● **EXERCISE DESCRIPTION**
Retype a passage from the GIS post below, starting at the words "Coordinate Reference Sytems" and stopping after "(?) or somewhere.".
* Begin PASSAGE PROVIDED *
In this post I’ll discuss creating and altering shapefiles, and converting point sets from one coordinate reference system to another. I’ll also touch on scripting these tasks for large data sets. I’ll begin with the installation of Quantum GIS and Python for manipulating geographical data. I mainly use QGIS for visualizing and building shapefiles, and I use OSGeo4W from the command line for adding/converting shapefile projections, and converting point sets from one CRS to another.
Coordinate Reference Sytems
First off, I’ll explain a bit about coordinate reference systems, because they’re sort of domain-specific. Latitude and longitude alone do not uniquely identify a location, one must also provide a coordinate reference system (CRS). There are many different ways of projecting the curved surface of the Earth onto a flat map, and many different geodetic (think Epcot) models of the Earth’s curvature. This gives rise to two types of coordinate reference systems, projections and geodetic datums. Most land surveys in the United States use the 1927 North American Datum but others, such as NAD83, are not uncommon. Google uses the WGS84 datum, but older GPS devices usually use an earlier system, which should be specified in the owner’s manual (?) or somewhere.
* End PASSAGE PROVIDED *
* Begin DATA SHOWN *
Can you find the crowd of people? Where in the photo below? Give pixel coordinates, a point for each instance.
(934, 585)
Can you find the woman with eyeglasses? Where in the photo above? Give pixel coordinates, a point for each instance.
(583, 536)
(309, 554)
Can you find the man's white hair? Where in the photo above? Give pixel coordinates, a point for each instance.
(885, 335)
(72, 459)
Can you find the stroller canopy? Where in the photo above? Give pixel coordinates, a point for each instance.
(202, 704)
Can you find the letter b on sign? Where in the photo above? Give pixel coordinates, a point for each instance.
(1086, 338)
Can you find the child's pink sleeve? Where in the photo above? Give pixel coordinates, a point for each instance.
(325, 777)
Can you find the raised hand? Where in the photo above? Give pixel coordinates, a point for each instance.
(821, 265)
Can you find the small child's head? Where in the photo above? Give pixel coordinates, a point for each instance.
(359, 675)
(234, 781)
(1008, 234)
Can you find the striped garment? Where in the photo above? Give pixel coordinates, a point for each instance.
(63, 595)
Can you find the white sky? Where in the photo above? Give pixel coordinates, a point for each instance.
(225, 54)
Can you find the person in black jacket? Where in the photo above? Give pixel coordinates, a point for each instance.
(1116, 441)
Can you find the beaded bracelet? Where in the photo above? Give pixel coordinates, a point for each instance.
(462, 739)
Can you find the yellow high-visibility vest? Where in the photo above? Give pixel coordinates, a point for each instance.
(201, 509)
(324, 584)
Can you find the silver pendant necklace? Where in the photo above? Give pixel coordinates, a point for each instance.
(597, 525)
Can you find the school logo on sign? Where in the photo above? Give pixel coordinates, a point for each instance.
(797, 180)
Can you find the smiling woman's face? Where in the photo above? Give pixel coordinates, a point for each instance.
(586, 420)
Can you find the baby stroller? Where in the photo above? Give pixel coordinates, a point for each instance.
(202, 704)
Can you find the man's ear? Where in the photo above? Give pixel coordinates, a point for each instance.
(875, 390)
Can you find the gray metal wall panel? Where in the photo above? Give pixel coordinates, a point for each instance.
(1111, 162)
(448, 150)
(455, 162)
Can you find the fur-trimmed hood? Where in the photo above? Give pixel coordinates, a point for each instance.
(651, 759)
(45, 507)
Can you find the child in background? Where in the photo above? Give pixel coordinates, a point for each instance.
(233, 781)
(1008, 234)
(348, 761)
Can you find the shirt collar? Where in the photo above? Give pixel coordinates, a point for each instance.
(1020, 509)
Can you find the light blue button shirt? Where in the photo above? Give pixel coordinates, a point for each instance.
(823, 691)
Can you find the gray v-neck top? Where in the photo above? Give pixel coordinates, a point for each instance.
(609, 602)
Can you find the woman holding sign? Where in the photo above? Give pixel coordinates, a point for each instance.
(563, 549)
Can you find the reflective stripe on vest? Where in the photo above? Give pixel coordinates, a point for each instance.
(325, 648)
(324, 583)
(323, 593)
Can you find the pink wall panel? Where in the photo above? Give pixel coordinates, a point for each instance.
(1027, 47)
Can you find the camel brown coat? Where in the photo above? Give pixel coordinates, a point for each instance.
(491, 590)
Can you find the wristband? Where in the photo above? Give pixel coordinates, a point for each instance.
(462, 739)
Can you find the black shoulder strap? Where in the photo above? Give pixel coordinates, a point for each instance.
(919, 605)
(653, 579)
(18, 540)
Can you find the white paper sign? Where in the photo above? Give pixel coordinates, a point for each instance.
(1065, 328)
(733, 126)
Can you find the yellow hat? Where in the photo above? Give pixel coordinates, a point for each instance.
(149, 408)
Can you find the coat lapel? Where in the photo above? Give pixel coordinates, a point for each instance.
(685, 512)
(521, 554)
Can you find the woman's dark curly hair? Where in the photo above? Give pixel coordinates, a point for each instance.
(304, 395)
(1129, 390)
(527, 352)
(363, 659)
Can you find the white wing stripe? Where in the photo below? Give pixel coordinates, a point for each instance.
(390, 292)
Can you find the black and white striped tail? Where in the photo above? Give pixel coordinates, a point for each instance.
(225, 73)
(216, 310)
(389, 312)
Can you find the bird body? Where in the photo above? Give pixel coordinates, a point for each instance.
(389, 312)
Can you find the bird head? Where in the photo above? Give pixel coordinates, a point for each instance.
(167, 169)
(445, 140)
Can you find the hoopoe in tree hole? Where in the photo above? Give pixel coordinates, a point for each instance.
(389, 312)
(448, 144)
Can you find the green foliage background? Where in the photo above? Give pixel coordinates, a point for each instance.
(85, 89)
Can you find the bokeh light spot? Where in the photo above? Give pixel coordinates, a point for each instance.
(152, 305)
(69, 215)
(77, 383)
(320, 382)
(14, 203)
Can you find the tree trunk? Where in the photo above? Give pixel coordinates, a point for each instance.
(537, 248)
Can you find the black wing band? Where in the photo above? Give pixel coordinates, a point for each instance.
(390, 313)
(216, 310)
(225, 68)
* End DATA SHOWN *
● **SOLUTION FOR THIS TASK**
Coordinate Reference Sytems
First off, I’ll explain a bit about coordinate reference systems, because they’re sort of domain-specific. Latitude and longitude alone do not uniquely identify a location, one must also provide a coordinate reference system (CRS). There are many different ways of projecting the curved surface of the Earth onto a flat map, and many different geodetic (think Epcot) models of the Earth’s curvature. This gives rise to two types of coordinate reference systems, projections and geodetic datums. Most land surveys in the United States use the 1927 North American Datum but others, such as NAD83, are not uncommon. Google uses the WGS84 datum, but older GPS devices usually use an earlier system, which should be specified in the owner’s manual (?) or somewhere.